Task to complete ▸
Drop the images; return everything else in the listing below exactly.

The records ▸
※ ※ ※
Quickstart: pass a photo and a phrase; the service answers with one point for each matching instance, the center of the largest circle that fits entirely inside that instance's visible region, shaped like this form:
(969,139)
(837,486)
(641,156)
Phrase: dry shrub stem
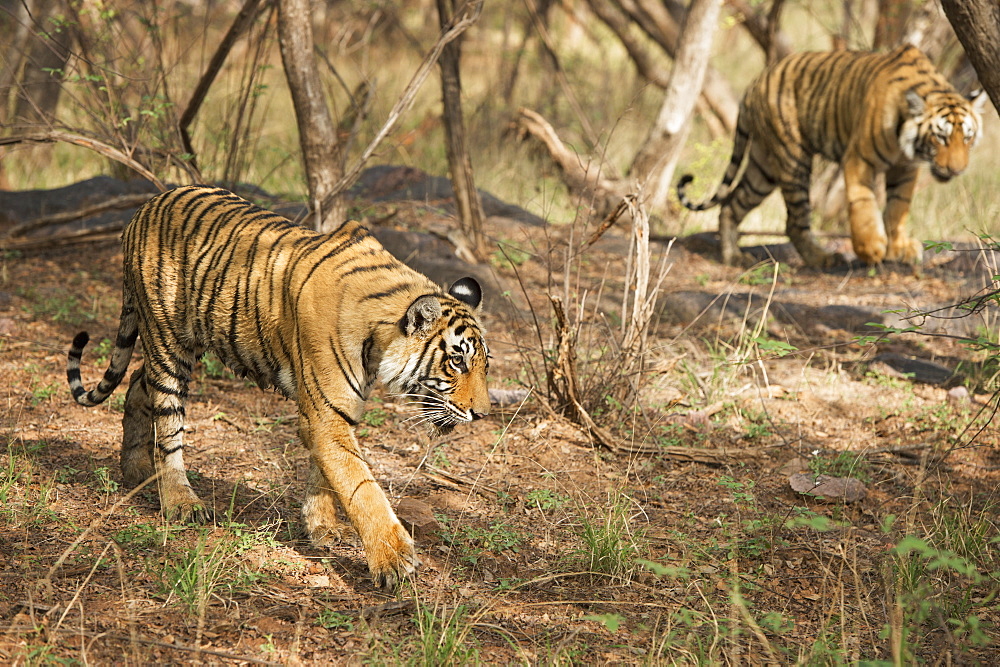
(620,381)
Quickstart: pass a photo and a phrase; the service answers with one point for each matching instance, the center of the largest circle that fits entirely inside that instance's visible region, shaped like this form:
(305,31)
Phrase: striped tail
(128,333)
(729,181)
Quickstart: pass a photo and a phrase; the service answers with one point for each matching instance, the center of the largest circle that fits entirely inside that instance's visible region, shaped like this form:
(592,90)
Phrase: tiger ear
(467,290)
(421,315)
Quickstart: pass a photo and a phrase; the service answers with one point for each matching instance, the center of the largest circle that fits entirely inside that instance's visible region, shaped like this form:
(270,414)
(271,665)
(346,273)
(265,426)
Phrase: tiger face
(441,360)
(941,131)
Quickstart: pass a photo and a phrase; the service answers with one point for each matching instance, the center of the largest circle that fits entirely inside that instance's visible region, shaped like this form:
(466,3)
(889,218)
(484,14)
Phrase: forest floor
(685,544)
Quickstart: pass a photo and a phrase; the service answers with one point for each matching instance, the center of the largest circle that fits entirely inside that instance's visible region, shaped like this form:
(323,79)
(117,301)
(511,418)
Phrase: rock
(828,488)
(418,517)
(919,370)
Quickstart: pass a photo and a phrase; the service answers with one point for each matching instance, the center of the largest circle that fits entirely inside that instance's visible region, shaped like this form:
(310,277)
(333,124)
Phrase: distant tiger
(872,113)
(319,317)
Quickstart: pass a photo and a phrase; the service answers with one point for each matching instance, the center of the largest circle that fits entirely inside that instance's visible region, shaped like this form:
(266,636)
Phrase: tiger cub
(320,317)
(870,112)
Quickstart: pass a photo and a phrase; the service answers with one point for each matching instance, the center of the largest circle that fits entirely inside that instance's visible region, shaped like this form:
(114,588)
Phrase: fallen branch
(401,106)
(108,232)
(96,145)
(120,202)
(582,179)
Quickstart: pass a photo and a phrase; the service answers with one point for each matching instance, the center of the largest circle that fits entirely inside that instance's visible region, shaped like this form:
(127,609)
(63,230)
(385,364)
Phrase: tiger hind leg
(798,227)
(166,389)
(752,189)
(137,463)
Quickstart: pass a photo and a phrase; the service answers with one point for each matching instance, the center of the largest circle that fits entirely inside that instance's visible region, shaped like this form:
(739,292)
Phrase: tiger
(321,318)
(870,112)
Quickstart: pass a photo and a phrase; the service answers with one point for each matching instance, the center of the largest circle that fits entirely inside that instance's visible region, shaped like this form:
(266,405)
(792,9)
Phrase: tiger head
(441,359)
(941,129)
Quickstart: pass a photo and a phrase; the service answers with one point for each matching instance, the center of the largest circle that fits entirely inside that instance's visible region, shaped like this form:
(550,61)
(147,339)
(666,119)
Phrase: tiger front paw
(188,511)
(392,556)
(180,503)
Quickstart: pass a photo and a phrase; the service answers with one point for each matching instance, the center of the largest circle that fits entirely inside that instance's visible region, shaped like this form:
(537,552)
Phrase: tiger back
(322,318)
(872,113)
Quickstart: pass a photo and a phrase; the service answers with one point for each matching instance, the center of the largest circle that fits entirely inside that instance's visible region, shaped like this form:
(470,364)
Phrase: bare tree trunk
(977,24)
(660,25)
(763,28)
(658,156)
(45,61)
(463,182)
(317,134)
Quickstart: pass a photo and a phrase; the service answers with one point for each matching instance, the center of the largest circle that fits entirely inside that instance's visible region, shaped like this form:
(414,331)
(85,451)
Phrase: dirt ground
(720,560)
※ ※ ※
Written reply ▸
Quickstart: pass a photo and a phrase; the service answers with one point for each matching instance, the center of the largest circle that fits entirely inside that instance's visible region, shaped like this form:
(969,139)
(837,486)
(641,156)
Phrase: dry shrub stem
(620,381)
Quickstart: pass a photo and a phrase; the service answers with one point for each matching instance, the center of the largest circle that fits entirely inside that instance's visible region, shaped like this form:
(305,31)
Phrase: striped tail
(128,333)
(729,181)
Quickstart: pass a photo and a phrase; the service answers with one point for each matching instance, the center of the largest circle that fits entirely inside that instance's visible region, shaped like this form:
(592,90)
Phrase: tiger ear
(467,290)
(421,315)
Quickstart: pass a photo and a phrase; the service answers with one point for each matching instance, the center of the largest circle that fits entirely inside that instance's visible region, shaped like this form:
(270,414)
(271,665)
(346,273)
(265,426)
Phrase: tiger face
(441,360)
(941,131)
Quickstart: pass a photo and a phrase; the service answers with one point for each matching instance, the center of the largest circle that fits entirely inside that instance's visible region, shaped like this form:
(466,3)
(889,218)
(484,14)
Phrase: forest floor
(685,544)
Quickstart: pass a photo and a phrase; the service answers with one point for each matching instance, the center of the largest circle that fits entirely inside that instance's visible region, shaped like this form:
(323,79)
(117,301)
(511,418)
Phrase: rock
(828,488)
(418,517)
(919,370)
Quickstart: pass a photo and a phrase; the service answers with one point for each matching instance, the center of the largest circle that fits entirely inside that instance's visible region, shaped like this form:
(310,277)
(333,124)
Phrase: distant tiger
(872,113)
(319,317)
Quickstart: pass a photo and a phrase; the service answers with one point for each matching instance, the center of the largest circle that fits entirely inside that instance's visible region, shaped like this form:
(266,636)
Phrase: tiger cub
(320,317)
(870,112)
Quickstart: pass a photo and a phrase; the service answers with one point for each matching instance, the center of the largest circle that fits entirely inside that instance's visible region, shaped like this form:
(114,588)
Phrase: fallen branch
(401,106)
(108,232)
(96,145)
(120,202)
(582,179)
Quickstart: pass a photo and a phrase; the service answers with one point for each matching instance, the center of the largest circle that fits entirely inside that instance's visible region, shaped like this form:
(127,609)
(63,230)
(385,364)
Phrase: tiger hind leg
(798,227)
(166,389)
(752,189)
(137,463)
Quickstart: pass a photo and a phrase; the service answers with one point for each matching instance, the center of the largest circle that fits entirely inside that instance's visible region, shaped like this form:
(739,292)
Phrase: tiger
(321,318)
(870,112)
Quickstart: pass a photo and a phrase; the service answers with one point for each matching instance, the center of the largest circle that fits entirely inside that instance's visible region, shaped like this form:
(266,405)
(792,9)
Phrase: tiger head
(441,359)
(941,129)
Quickstart: pass a photo and a phrase; the service answers with one point for each matching instance, the center of the largest circle that fits entirely inside that instance's visible region, shaped like this form:
(550,61)
(147,339)
(666,119)
Phrase: tiger front paw
(188,511)
(392,556)
(180,503)
Quickstart: pass a photo and a phrase; the service answers with one point for each matching instance, the center of the largest circle that fits entirely inside that instance's visible region, shaped like this form:
(537,552)
Phrase: tiger back
(322,318)
(872,113)
Quickstart: pass a photo and a phrase; the service answers with one point for each matching instance, the center of the largest circle that fits entirely inside that instance's visible region, shaped like this form:
(470,364)
Phrase: bare tree trunk
(977,24)
(660,25)
(763,28)
(658,156)
(45,61)
(463,182)
(317,134)
Quickstart: pass a photo and a phrase; the service answers with one point for each matching instance, the center of the largest circle that fits entirely inside that instance's visible region, shaped like this form:
(414,331)
(85,451)
Phrase: dirt ground
(720,560)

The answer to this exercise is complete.